ЗАДАНИЕ ▸ Укажите все строки списка, в которых встречается слово «black», и перепишите каждую такую строку целиком.

(Позиции, перечисленные в наборе данных)
-----

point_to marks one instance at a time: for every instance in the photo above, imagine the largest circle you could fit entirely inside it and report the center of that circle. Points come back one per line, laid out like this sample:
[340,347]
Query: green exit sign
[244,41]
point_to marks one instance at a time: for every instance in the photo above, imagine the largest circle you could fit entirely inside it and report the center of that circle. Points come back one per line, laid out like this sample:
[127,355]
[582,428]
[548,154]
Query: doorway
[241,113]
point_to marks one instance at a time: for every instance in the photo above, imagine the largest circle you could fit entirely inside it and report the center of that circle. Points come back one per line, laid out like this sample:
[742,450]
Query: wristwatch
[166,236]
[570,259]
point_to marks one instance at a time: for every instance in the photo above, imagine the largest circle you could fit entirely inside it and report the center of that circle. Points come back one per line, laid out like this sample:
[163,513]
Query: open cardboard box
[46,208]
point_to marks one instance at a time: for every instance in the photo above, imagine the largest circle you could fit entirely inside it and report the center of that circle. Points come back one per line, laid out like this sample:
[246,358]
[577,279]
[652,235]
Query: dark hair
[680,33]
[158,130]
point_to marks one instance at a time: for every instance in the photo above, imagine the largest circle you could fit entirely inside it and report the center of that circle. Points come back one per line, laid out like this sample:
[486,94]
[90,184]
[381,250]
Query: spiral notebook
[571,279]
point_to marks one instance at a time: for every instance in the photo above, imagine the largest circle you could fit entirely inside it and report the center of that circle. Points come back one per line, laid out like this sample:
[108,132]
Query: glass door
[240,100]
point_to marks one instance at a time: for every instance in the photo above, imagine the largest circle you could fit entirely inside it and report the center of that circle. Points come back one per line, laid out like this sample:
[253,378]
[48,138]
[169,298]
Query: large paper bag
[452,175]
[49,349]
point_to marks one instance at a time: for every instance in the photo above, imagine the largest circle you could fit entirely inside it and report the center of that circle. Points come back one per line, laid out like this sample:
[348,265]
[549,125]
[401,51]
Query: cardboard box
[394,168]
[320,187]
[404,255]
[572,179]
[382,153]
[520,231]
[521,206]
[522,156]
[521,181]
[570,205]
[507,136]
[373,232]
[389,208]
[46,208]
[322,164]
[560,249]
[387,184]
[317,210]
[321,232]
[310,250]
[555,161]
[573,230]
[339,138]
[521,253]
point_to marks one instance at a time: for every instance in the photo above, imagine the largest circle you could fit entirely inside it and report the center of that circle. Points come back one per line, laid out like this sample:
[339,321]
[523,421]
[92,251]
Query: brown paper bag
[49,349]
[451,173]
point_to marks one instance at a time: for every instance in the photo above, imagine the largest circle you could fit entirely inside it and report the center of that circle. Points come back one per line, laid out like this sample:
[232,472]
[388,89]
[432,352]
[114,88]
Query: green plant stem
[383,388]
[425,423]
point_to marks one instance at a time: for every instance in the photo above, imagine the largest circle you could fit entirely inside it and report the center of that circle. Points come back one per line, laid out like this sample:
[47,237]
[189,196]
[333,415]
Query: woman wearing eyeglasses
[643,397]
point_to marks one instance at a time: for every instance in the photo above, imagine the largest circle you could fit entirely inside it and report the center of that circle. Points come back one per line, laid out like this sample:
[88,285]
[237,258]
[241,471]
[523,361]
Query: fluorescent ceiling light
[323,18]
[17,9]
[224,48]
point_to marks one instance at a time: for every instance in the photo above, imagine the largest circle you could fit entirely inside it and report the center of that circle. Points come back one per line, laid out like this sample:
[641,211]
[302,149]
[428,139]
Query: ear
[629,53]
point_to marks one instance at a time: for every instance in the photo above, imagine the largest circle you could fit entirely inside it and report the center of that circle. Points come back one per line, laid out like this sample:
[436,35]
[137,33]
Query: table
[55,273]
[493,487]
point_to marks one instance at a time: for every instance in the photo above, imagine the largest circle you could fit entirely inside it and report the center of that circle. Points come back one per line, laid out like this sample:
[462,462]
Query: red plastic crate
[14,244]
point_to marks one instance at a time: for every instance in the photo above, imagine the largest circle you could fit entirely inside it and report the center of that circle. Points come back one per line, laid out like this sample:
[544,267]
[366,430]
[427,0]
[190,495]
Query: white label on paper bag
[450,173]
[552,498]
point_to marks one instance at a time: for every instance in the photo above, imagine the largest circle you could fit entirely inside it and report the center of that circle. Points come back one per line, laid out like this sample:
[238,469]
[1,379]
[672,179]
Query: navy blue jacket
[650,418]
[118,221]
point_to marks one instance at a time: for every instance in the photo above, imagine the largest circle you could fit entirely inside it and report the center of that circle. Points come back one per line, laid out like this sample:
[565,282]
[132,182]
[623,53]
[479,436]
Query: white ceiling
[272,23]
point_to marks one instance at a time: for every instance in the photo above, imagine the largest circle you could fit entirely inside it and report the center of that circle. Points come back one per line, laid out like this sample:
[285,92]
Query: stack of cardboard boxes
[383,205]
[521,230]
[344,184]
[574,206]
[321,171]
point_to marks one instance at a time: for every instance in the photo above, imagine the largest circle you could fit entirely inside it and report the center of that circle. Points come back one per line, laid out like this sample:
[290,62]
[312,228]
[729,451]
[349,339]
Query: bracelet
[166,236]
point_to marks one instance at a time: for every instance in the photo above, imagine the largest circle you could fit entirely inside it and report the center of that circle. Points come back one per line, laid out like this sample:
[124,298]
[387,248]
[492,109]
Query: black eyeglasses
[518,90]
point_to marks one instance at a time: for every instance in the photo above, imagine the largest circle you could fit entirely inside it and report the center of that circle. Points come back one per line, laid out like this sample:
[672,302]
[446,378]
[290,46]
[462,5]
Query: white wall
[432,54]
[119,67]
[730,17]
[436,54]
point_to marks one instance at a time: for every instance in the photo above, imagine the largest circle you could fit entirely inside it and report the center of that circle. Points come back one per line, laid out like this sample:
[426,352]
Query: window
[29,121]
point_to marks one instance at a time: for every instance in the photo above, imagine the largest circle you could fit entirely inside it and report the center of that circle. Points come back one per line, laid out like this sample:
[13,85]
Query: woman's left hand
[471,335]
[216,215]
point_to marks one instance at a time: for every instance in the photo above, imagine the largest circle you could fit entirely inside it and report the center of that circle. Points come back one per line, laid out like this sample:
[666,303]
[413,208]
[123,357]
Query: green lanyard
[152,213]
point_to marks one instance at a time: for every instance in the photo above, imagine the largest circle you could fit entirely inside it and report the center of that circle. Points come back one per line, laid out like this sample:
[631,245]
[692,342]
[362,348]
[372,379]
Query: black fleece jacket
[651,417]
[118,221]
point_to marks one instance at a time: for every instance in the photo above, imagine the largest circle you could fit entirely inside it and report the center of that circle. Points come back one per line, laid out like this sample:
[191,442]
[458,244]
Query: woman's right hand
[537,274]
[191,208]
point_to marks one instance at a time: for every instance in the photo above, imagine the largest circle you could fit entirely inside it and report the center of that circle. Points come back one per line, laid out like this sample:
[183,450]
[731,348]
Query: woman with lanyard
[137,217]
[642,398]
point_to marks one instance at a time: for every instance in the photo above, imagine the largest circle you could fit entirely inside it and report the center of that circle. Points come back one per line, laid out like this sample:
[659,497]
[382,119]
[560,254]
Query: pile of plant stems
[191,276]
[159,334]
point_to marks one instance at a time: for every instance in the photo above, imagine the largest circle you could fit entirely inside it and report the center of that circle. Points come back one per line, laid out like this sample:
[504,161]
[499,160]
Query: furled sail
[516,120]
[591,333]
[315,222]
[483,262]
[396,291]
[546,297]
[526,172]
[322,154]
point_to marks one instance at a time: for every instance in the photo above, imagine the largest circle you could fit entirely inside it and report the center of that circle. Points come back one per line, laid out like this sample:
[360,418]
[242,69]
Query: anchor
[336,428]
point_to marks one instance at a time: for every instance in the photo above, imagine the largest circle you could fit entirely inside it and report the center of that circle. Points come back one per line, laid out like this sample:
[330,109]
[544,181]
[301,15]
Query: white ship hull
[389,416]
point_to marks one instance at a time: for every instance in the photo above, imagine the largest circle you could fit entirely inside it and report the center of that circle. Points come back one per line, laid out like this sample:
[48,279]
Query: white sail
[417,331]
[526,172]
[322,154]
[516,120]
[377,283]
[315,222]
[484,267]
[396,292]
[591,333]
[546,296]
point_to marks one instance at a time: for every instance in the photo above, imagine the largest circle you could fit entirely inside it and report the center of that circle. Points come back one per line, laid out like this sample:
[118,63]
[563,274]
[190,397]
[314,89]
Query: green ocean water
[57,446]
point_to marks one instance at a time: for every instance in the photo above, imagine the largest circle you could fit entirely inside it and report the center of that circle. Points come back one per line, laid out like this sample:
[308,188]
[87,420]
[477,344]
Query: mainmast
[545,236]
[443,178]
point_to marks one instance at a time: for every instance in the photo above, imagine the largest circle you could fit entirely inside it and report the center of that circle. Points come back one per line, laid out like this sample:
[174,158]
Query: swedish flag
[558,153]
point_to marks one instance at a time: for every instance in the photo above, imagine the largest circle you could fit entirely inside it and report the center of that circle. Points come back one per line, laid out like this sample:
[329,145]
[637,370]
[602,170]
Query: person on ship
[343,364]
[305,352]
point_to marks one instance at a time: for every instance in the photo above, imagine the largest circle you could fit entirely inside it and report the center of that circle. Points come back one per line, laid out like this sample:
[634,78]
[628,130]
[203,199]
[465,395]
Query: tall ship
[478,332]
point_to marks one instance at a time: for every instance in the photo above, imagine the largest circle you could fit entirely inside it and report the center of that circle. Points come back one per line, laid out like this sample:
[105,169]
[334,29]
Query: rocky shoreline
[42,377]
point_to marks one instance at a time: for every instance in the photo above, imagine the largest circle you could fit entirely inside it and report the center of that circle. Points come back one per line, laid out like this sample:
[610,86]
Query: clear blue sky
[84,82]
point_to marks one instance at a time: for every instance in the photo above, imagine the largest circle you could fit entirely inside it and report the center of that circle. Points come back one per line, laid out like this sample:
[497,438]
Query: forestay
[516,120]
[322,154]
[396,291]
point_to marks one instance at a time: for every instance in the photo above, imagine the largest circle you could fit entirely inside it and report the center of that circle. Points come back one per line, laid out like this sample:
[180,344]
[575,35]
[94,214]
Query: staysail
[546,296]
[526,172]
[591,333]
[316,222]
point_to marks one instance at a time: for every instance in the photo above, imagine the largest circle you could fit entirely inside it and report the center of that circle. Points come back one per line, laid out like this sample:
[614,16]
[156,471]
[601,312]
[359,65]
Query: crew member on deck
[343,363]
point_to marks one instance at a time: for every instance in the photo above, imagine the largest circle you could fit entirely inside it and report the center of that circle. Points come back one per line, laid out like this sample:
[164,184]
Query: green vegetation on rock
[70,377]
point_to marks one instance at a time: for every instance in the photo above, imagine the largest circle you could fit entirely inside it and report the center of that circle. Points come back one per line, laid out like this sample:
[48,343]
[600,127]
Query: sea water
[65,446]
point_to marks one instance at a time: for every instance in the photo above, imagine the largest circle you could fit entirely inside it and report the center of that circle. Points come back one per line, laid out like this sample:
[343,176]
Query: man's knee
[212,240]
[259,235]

-----

ОТВЕТ ▸
Query: black eyeglasses
Query: black fleece jacket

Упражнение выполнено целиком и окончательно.